■ Coordinate labeling data
▼▼▼

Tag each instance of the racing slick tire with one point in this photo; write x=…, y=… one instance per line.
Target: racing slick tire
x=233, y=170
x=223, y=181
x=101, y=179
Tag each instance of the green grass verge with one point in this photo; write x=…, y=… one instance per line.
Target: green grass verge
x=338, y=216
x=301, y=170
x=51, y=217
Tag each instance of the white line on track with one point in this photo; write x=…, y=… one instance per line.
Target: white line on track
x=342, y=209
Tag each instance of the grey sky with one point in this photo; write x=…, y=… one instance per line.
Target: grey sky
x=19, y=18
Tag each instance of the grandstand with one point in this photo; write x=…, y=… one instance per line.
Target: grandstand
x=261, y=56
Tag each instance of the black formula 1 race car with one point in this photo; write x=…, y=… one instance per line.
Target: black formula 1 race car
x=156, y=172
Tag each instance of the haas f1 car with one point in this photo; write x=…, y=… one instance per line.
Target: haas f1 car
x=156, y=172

▲▲▲

■ Exercise prompt
Present every line of the entries above as a numbered list, leaving out any blank lines.

■ Result below
1. Tag each instance of the racing slick tire with one point in this photo; write x=…, y=… one instance per line.
2. Target: racing slick tire
3. x=233, y=170
4. x=223, y=181
5. x=101, y=179
6. Tag each instance of the green grass verge with one point in this photo; write x=…, y=… one instance per line.
7. Target: green grass verge
8. x=338, y=216
9. x=301, y=170
10. x=51, y=217
11. Tag each instance of the white line on track with one point in this photo; write x=…, y=… one instance per line.
12. Target: white line on track
13. x=342, y=209
14. Tag each instance of the grey sky with one point in this photo; write x=…, y=… one instance per line.
15. Target: grey sky
16. x=19, y=18
17. Tag each instance of the grandstand with one point in this photo; write x=…, y=… one instance per line.
18. Target: grandstand
19. x=261, y=56
20. Tag each instance of the black formula 1 race car with one point in this photo; write x=…, y=… one instance per line.
21. Target: black formula 1 race car
22. x=156, y=172
23. Tag each instance of the haas f1 car with one point in this photo; write x=…, y=… one instance per line.
24. Target: haas f1 car
25. x=156, y=172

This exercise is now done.